» What to produce:
Copy out the whole court passage about county subscriptions to railroad stock, word for word.

» Article:
In the arguments made in the case of the Missouri River Fort Scott and Gulf Railroad company v. Miami county, to which we referred, some stress is placed upon the use of the verbs "is or may be," in the first sentence of the section, which authorize the commissioners of any county, "to, into, through, from, or near, which any railroad is or may be located, to subscribe to the capital stock of any such railroad corporation," and it is claimed that "is" is used in a continuing sense, and refers, not to the time of the passage of the law, but to the time of making the subscription, and that, therefore, the addition of the words, "may be contemplates a location subsequent to the subscription. In support of that claim, the case of James v. City of Milwaukee, decided by the Supreme Court of the United States, and reported in Chicago Legal News, of Feb. 22d, 1873, is cited. It is unnecessary to determine whether the citation supports the construction, or whether the construction is correct. For the corporation must exist before it can locate its road, and all that such construction would warrant is, that the subscription might be made, and, therefore, might be authorized, before the corporation had finally located its road, and not that it might be authorized before any corporation existed. The citation might be pertinent, and the construction demand examination, if the language had been "any railroad corporation which is, or may be organized."

Pointing data
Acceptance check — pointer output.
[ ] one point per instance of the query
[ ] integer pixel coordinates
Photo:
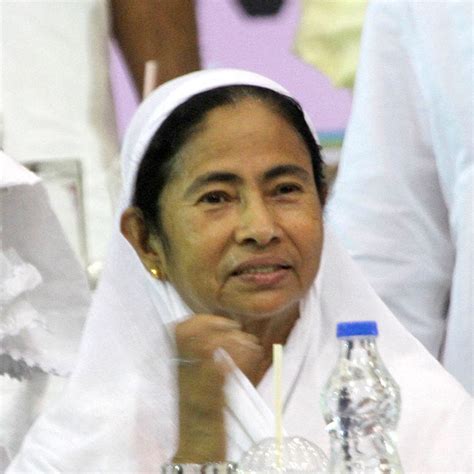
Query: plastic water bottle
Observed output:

--

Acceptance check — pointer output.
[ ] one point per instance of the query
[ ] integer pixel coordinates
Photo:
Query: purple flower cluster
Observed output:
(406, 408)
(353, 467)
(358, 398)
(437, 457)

---

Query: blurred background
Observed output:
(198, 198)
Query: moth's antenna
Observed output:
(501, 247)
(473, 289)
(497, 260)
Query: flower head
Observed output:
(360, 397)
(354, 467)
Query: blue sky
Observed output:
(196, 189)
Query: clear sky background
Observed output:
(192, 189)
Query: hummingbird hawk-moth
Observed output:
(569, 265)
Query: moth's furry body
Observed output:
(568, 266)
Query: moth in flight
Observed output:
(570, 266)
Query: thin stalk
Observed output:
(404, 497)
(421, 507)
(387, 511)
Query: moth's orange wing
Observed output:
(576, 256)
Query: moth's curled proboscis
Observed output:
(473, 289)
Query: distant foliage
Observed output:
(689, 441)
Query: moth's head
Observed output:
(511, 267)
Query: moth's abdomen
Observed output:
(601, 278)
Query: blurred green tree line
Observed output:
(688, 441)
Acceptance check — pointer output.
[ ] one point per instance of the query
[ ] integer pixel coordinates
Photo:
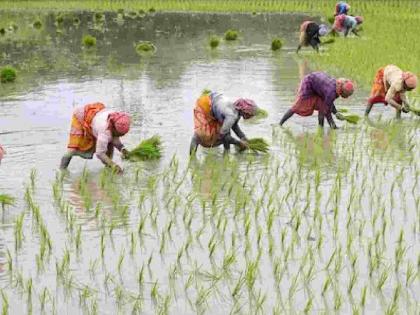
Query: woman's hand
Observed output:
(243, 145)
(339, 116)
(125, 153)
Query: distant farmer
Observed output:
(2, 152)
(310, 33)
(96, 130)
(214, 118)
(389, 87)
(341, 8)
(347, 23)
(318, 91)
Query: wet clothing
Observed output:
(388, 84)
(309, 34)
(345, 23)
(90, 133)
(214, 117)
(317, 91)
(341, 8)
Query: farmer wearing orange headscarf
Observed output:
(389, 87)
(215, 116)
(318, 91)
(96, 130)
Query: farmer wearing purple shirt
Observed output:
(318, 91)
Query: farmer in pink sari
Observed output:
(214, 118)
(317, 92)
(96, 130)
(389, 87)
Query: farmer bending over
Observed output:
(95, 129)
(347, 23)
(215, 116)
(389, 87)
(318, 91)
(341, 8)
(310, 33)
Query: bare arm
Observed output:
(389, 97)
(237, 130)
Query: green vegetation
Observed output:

» Answer below:
In the arguments made in the case of the Missouri River Fort Scott and Gulf Railroad company v. Miami county, to which we referred, some stress is placed upon the use of the verbs "is or may be," in the first sentence of the section, which authorize the commissioners of any county, "to, into, through, from, or near, which any railroad is or may be located, to subscribe to the capital stock of any such railroad corporation," and it is claimed that "is" is used in a continuing sense, and refers, not to the time of the passage of the law, but to the time of making the subscription, and that, therefore, the addition of the words, "may be contemplates a location subsequent to the subscription. In support of that claim, the case of James v. City of Milwaukee, decided by the Supreme Court of the United States, and reported in Chicago Legal News, of Feb. 22d, 1873, is cited. It is unnecessary to determine whether the citation supports the construction, or whether the construction is correct. For the corporation must exist before it can locate its road, and all that such construction would warrant is, that the subscription might be made, and, therefore, might be authorized, before the corporation had finally located its road, and not that it might be authorized before any corporation existed. The citation might be pertinent, and the construction demand examination, if the language had been "any railroad corporation which is, or may be organized."